Data entries »
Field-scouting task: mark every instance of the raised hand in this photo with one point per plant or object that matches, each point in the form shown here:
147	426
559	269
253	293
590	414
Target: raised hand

WHAT NEEDS TO BE DONE » Copy the data above line for line, changing nothing.

OUTPUT BELOW »
Field-scouting task: mark every instance of the raised hand in this photo with one point per plant or object that matches, each point in the form shown here:
147	426
559	269
253	293
590	414
Target: raised hand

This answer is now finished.